Dataset rows

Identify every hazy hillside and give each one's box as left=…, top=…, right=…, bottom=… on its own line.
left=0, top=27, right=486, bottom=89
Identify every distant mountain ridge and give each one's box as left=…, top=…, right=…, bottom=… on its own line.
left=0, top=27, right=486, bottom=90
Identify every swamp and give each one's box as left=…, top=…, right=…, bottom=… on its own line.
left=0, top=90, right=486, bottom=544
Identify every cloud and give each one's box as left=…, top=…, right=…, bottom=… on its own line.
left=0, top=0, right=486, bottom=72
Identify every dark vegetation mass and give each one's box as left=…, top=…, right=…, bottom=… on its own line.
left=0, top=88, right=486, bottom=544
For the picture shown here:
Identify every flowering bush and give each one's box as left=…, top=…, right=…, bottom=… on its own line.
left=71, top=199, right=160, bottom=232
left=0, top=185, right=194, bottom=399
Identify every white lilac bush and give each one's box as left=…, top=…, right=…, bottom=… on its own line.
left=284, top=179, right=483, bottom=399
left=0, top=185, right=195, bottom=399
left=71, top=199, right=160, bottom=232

» **EXERCISE BRIEF**: Format these items as a two-column CSV headed request,boxes, with one row per item. Put the request text and its answer each in one quoted field, and replace line breaks with spaces.

» **SOLUTION TO THIS PROBLEM**:
request,boxes
"Identify every hazy hillside and give each one's box as left=…, top=…, right=…, bottom=… on its own line.","left=0, top=27, right=486, bottom=89"
"Identify every distant mountain ridge and give each one's box as left=…, top=…, right=…, bottom=… on its own line.","left=0, top=27, right=486, bottom=90"
"Identify every swamp and give each one's box as left=…, top=…, right=…, bottom=… on its own line.","left=0, top=90, right=486, bottom=544"
"Identify every cloud and give each one's box as left=…, top=…, right=…, bottom=… on its own line.","left=0, top=0, right=486, bottom=72"
"Identify every dark vegetation mass and give each one's box as left=…, top=…, right=…, bottom=… on its own line.","left=0, top=88, right=486, bottom=544"
"For the picture shown here: Identify every flowering bush and give each one's box as left=…, top=…, right=…, bottom=… on its own line.","left=71, top=199, right=160, bottom=232 left=0, top=185, right=194, bottom=399"
"Identify every white lilac bush and give each one's box as left=…, top=…, right=…, bottom=… on its own line.","left=284, top=179, right=483, bottom=399 left=0, top=185, right=195, bottom=399 left=71, top=199, right=160, bottom=232"